Task details:
Please tally the lines in the material below that contain the string "query". Reply with the number alone.

Entries shown:
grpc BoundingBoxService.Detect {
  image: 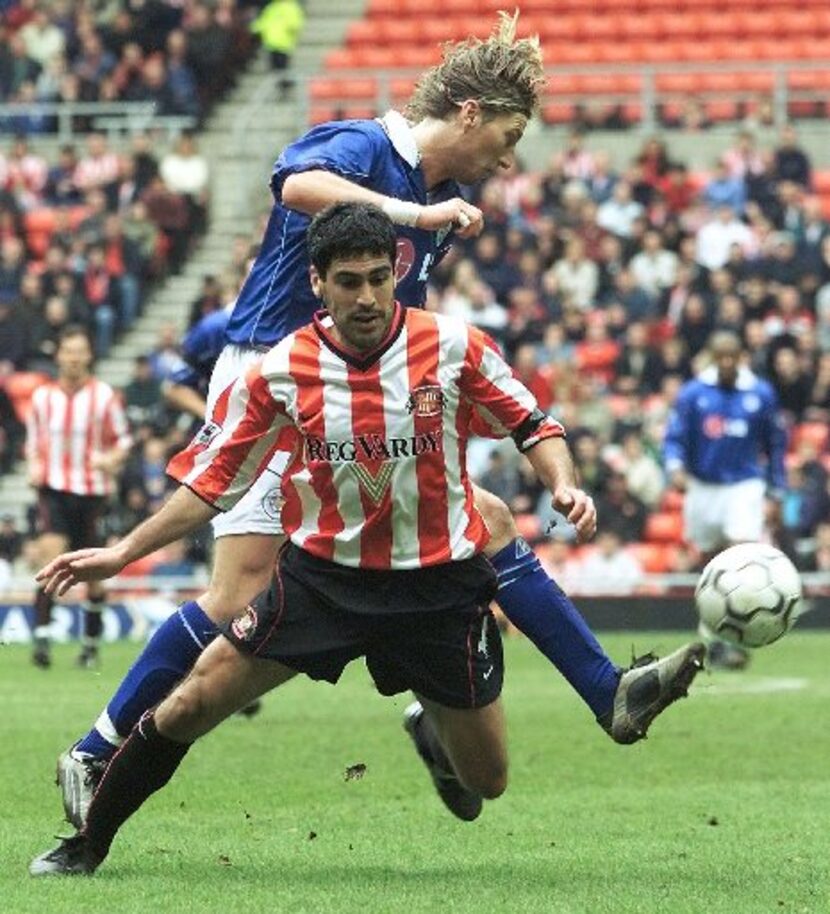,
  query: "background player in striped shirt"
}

[26,326,131,668]
[59,15,692,824]
[30,203,703,875]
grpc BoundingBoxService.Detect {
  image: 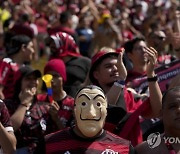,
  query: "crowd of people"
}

[0,0,180,154]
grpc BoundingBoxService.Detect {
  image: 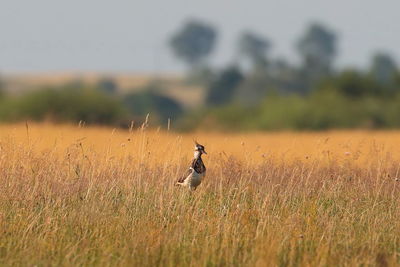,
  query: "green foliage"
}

[238,32,271,68]
[123,88,183,121]
[0,86,127,124]
[297,23,336,71]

Solution for this exercise:
3